In the discussion thread about AI "dream girls," which heuristic for valid statistics does one commenter say the quoted claim about attractiveness fails?

_SELECTED EXCERPT_
▼

AI 'dream girls' are coming for porn stars' jobs(washingtonpost.com) |
AI 'dream girls' are coming for porn stars' jobs(washingtonpost.com) |
So maybe its a good thing
Seems a much better approach is to advocate for men exercising their agency and building relationships. I don’t see how dating is more a competition today than it has been historically?
Especially if you have a high level of education there seem to be a lot more women than men and intelligence equally inhibits many of them to find fitting dates. Sure, if you do online dating, better have a good resumé and some good photos.
The reality of the situation is that the dating marketplace is wildly dysfunctional now [1] [2] [3], and with women empowered and educated, they don't date down like men do [4] (women want high status, high earning men, men want younger, attractive women who can provide kids, very broadly speaking; there are only so many high status, high earning men). So, you have an entire cohort of men, through no fault of their own, who don't want to compete in a Sisyphean effort to attract a potential partner because the odds are very high they will not meet a potentially unrealistic bar [5] [6]. Shouldn't they at least get some enjoyment out of this existence if they weren't lucky to have been born a few decades earlier?
Subthread where I talk about this ~2 years ago: https://news.ycombinator.com/item?id=32430248 | https://news.ycombinator.com/item?id=32429544 (thread "The rise of lonely, single men")
[1] https://medium.com/@worstonlinedater/tinder-experiments-ii-g... ("Tinder Experiments II: Guys, unless you are really hot you are probably better off not wasting your time on Tinder — a quantitative socio-economic study")
[2] https://www.smh.com.au/lifestyle/why-women-lose-the-dating-g... ("Why women lose the dating game")
[3] https://www.pewresearch.org/social-trends/2021/10/05/rising-... ("Rising Share of U.S. Adults Are Living Without a Spouse or Partner")
[4] https://www.theguardian.com/lifeandstyle/2015/nov/10/dating-... ("The dating gap: why the odds are stacked against female graduates finding a like-minded man")
[5] https://www.pewresearch.org/fact-tank/2017/09/20/americans-s... ("Americans see men as the financial providers, even as women’s contributions grow")
[6] https://www.americansurveycenter.org/research/from-swiping-t... ("From Swiping to Sexting: The Enduring Gender Divide in American Dating and Relationships")
(TLDR: Macroeconomics and unrealistic expectations are causing a relationship market collapse, let people enjoy what they want vs screaming into the void about that which cannot be changed)
AI is dangerous here IMHO because it's going to disconnect people even more from the possibility of having a meaningful connection/relationship with another human.
People no longer like any kind of friction when it comes to interacting with other people.
> It was determined that the bottom 80% of men (in terms of attractiveness) are competing for the bottom 22% of women and the top 78% of women are competing for the top 20% of men.
This fails one of my heuristics for valid statistics: things that don’t deserve to be exactly equal are exactly equal.
We're supposed to believe that the women can be partitioned into groups A (bottom 22%) and B (top 78%). (I'll assume that this is well defined for the sake of argument.) And this study showed that the bottom 80% of men are competing for group A and that group B is competing for the top 20% of men? That is, group B is competing for exactly the set of men that, themselves, arent' competing for group A? That's a remarkable claim!
although it might currently masquerade as a cultural thing or a factor of the gender identity, men dated down out of necessity, by population alone.

▲

_SUPPLIED RECORDS_
▼

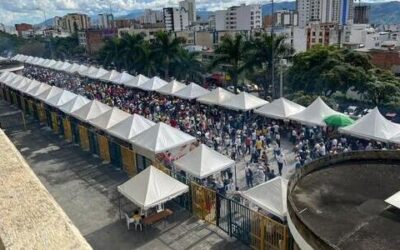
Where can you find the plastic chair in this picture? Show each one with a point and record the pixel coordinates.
(129, 220)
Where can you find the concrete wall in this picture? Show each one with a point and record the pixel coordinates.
(311, 237)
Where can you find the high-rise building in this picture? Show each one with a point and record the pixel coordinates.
(361, 14)
(190, 7)
(242, 18)
(152, 17)
(23, 28)
(176, 19)
(106, 21)
(325, 11)
(74, 22)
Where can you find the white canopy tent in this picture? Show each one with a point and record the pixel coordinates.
(203, 162)
(314, 114)
(24, 82)
(73, 68)
(39, 89)
(136, 81)
(394, 200)
(243, 101)
(171, 88)
(130, 127)
(152, 187)
(372, 126)
(50, 63)
(152, 84)
(61, 98)
(280, 108)
(65, 66)
(99, 73)
(58, 65)
(76, 103)
(89, 72)
(216, 97)
(31, 85)
(82, 69)
(270, 196)
(124, 77)
(191, 91)
(109, 118)
(4, 75)
(112, 76)
(49, 93)
(90, 110)
(160, 138)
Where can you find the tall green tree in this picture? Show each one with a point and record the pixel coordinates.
(265, 55)
(231, 53)
(323, 70)
(187, 66)
(166, 49)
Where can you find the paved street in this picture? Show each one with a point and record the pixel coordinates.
(86, 189)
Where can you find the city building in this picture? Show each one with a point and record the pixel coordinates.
(322, 33)
(123, 23)
(152, 17)
(361, 36)
(74, 22)
(57, 22)
(176, 19)
(281, 18)
(148, 33)
(106, 21)
(361, 14)
(239, 18)
(24, 29)
(190, 7)
(325, 11)
(93, 39)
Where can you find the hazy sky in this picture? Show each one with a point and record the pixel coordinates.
(31, 11)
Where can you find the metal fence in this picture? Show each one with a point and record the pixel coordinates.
(252, 228)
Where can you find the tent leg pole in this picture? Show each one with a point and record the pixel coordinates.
(119, 206)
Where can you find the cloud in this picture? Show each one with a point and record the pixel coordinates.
(32, 11)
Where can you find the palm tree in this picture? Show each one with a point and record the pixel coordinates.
(166, 49)
(265, 52)
(231, 52)
(187, 66)
(131, 45)
(145, 58)
(111, 52)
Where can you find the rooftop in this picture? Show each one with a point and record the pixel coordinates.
(341, 202)
(30, 217)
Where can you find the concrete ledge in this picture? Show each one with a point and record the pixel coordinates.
(30, 217)
(312, 238)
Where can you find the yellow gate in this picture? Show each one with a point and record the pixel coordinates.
(41, 113)
(84, 138)
(204, 202)
(14, 98)
(8, 97)
(67, 129)
(30, 106)
(128, 161)
(104, 148)
(54, 121)
(23, 104)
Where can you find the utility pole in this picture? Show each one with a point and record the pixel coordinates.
(272, 51)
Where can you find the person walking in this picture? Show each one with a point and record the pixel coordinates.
(249, 176)
(280, 160)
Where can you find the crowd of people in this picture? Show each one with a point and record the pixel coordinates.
(236, 134)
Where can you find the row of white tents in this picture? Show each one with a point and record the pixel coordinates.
(314, 115)
(147, 138)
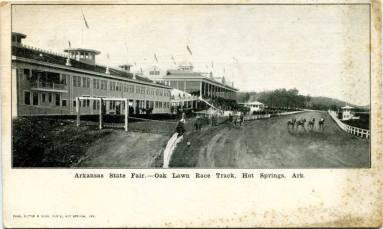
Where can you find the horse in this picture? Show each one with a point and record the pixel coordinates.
(301, 123)
(311, 123)
(291, 123)
(321, 124)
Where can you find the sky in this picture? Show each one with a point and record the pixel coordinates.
(322, 50)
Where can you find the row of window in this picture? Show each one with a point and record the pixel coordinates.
(84, 82)
(33, 98)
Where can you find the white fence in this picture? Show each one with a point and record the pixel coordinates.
(255, 117)
(363, 133)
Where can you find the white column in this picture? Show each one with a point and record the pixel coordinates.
(78, 111)
(126, 114)
(100, 101)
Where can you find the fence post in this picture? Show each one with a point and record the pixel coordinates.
(77, 111)
(126, 114)
(100, 100)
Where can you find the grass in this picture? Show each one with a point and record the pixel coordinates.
(44, 142)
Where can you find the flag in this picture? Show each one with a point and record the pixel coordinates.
(174, 61)
(189, 50)
(86, 23)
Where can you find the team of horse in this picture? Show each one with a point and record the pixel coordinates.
(300, 124)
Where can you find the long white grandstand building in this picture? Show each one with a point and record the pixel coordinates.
(46, 83)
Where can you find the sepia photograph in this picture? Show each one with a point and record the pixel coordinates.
(192, 86)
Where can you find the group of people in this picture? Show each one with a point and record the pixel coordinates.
(297, 124)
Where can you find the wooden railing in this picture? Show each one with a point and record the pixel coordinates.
(363, 133)
(48, 85)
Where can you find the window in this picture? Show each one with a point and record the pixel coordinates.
(27, 98)
(57, 99)
(27, 73)
(94, 84)
(104, 85)
(76, 81)
(63, 79)
(35, 98)
(84, 82)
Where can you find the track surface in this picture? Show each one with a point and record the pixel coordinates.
(270, 144)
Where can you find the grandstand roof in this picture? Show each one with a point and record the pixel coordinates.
(48, 57)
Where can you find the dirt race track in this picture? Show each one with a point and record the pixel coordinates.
(270, 144)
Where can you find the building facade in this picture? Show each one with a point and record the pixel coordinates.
(46, 83)
(203, 85)
(254, 106)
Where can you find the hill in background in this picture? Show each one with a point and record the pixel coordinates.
(292, 98)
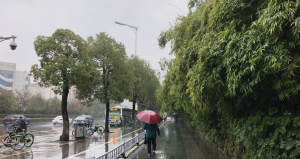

▲

_ANSWER TO THE EXERCISE_
Things that don't deserve to be exactly equal are exactly equal.